Here are exhibited, likewise, the gracious operations of His power and wisdom who says, "The ransomed of the Lord shall return and come to Zion, with songs and everlasting joy upon their heads." Had his soul's salvation rested on his believing, as some would tell us, he had not have been where he is. Grace begins, grace carries on, grace performs, and finally completes, the grand work of eternal redemption.
In this brief narrative appears, moreover, the peace and joy a knowledge of sin forgiven and peace secured produces in the soul. Oh, the blissful truth, "Redemption through His blood, the forgiveness of sins, according to the riches of His grace." To taste this, to know this, exceeds ten thousand worlds of sordid treasure—transcends the highest delights of this terrestrial sphere. How did his happy soul rejoice "with joy unspeakable and full of glory"!
**********
### Given task A
Convert the entries, from their start through the line containing "[[0, 0, 600, 395]]", into a Markdown table with the columns "Row" and "Line". Put each line in its own numbered row, and skip blank lines and pictures.
**********
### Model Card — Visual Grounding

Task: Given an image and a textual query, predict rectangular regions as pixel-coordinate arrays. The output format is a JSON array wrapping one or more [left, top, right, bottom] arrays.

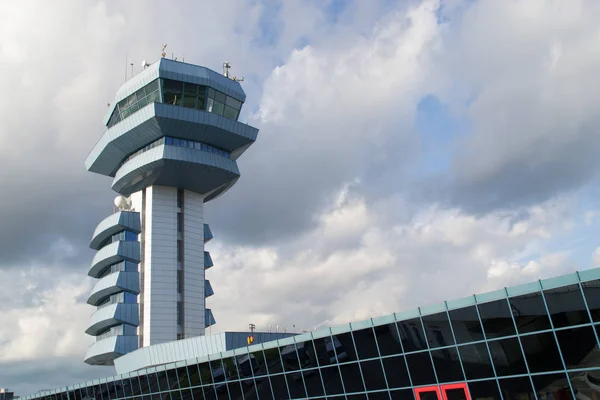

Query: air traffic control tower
[[85, 58, 258, 365]]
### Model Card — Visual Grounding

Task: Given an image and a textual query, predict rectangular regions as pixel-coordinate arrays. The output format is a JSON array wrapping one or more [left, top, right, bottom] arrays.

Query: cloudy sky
[[0, 0, 600, 395]]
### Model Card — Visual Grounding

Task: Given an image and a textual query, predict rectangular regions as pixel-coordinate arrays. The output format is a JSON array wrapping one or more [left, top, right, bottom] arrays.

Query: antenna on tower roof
[[223, 61, 244, 82]]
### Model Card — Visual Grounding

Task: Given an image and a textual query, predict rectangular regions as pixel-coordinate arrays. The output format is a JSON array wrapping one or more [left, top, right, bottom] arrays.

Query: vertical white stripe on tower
[[183, 190, 205, 338], [143, 186, 177, 346]]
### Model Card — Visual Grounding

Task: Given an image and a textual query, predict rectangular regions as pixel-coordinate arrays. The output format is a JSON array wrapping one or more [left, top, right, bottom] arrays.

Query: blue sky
[[0, 0, 600, 394]]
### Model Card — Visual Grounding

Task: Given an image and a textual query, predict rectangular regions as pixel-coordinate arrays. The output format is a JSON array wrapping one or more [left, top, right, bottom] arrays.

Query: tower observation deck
[[85, 58, 258, 365]]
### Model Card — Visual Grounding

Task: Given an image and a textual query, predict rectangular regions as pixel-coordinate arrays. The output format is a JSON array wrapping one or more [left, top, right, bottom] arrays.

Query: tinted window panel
[[477, 300, 515, 339], [383, 356, 410, 388], [162, 79, 183, 105], [508, 293, 551, 333], [521, 333, 563, 373], [499, 378, 535, 400], [458, 343, 494, 379], [569, 372, 600, 400], [532, 373, 573, 400], [431, 347, 465, 383], [422, 312, 454, 348], [398, 318, 427, 352], [360, 360, 387, 390], [340, 363, 365, 393], [488, 338, 527, 376], [556, 326, 599, 369], [352, 328, 379, 360], [406, 352, 436, 386], [321, 366, 343, 395], [469, 380, 508, 400], [375, 324, 402, 356], [448, 306, 483, 343], [544, 285, 590, 328], [390, 389, 415, 400], [302, 369, 325, 399], [581, 280, 600, 322]]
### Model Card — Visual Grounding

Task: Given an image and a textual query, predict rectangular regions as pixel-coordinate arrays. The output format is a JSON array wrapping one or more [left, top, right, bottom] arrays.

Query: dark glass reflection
[[431, 347, 465, 383], [360, 360, 386, 390], [383, 356, 410, 389], [488, 338, 527, 376], [499, 378, 535, 400], [321, 366, 343, 395], [340, 362, 365, 393], [544, 285, 590, 328], [477, 299, 515, 339], [448, 306, 483, 343], [556, 326, 600, 369], [332, 332, 356, 364], [398, 318, 427, 352], [285, 371, 314, 399], [532, 373, 573, 400], [390, 389, 415, 400], [352, 328, 379, 360], [521, 332, 563, 373], [422, 312, 454, 348], [375, 323, 402, 356], [458, 343, 494, 379], [581, 280, 600, 322], [508, 292, 551, 333], [469, 380, 508, 400], [268, 374, 290, 399], [569, 370, 600, 400], [406, 352, 437, 386]]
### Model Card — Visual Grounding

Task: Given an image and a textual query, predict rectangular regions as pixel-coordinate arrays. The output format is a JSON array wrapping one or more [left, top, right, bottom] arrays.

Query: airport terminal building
[[16, 58, 600, 400], [25, 269, 600, 400]]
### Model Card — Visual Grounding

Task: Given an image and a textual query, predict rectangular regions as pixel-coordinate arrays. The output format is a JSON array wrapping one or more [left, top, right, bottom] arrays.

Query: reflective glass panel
[[406, 352, 437, 386], [544, 285, 590, 328], [431, 347, 465, 383], [488, 338, 527, 376], [212, 101, 224, 115], [477, 299, 515, 339], [448, 306, 483, 343], [352, 328, 379, 360], [321, 366, 343, 395], [340, 362, 365, 393], [508, 292, 551, 333], [467, 374, 508, 400], [458, 343, 494, 379], [521, 332, 563, 373], [581, 280, 600, 322], [569, 370, 600, 400], [532, 373, 573, 400], [499, 378, 535, 400], [421, 312, 454, 348], [556, 326, 600, 369], [398, 318, 427, 352], [390, 389, 415, 400], [383, 356, 410, 388], [360, 360, 386, 390], [374, 323, 402, 356]]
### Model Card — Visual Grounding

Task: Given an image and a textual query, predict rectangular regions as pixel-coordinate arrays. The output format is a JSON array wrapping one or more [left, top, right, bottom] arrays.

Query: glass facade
[[107, 79, 242, 128], [23, 269, 600, 400], [123, 136, 230, 164]]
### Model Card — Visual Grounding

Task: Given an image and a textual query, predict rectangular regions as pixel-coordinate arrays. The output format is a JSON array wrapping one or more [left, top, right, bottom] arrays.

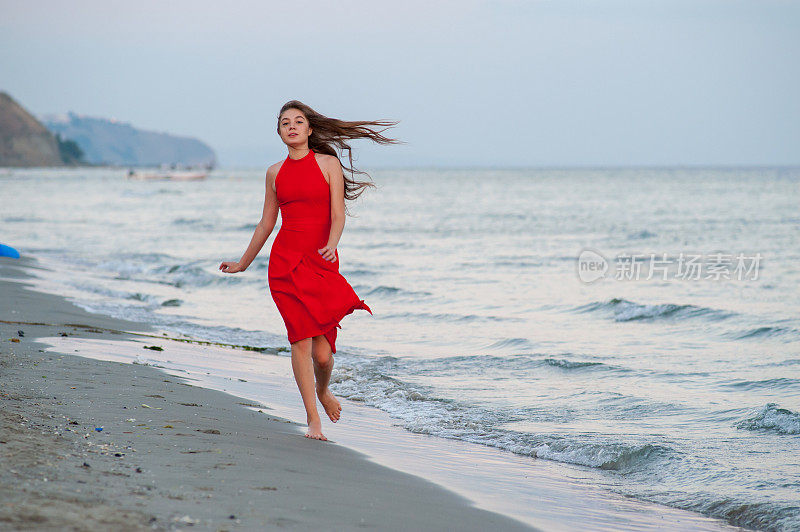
**********
### Given task B
Continue the passage on grace and redemption from the point where it stops.

### Expected answer A
| Row | Line |
|---|---|
| 1 | ### Model Card — Visual Grounding |
| 2 | Task: Given an image and a textual query, predict rectangular regions as pixel-coordinate arrays. The output format is a JSON array wrapping one or more [left, top, right, bottom] arrays. |
| 3 | Query: air traffic control tower |
| 4 | [[85, 58, 258, 365]] |
| 5 | ### Model Card — Visual Grounding |
| 6 | Task: Given an image and a textual query, predict rectangular regions as pixel-coordinate arrays. The output format is a JSON array wrapping one or more [left, top, right, bottom] arrays. |
| 7 | Query: cloudy sky |
| 8 | [[0, 0, 600, 395]] |

### Expected answer B
But he has long entered his rest. He has forgotten to mourn, and loudly sings the praises of the Lamb.
Where is my reader? Is he pursuing the wind, and hunting after the shadowy trifles of earth? Is he attempting by creature works to make his peace with God?
Doomed to total disappointment and eternal condemnation are all those who die in such hostility to the way of peace and Heaven's declared will! Oh, delusion! worse than madness! "He that believeth not shall be damned!" No salvation but by a living faith in the Lamb of God and His all-perfect work.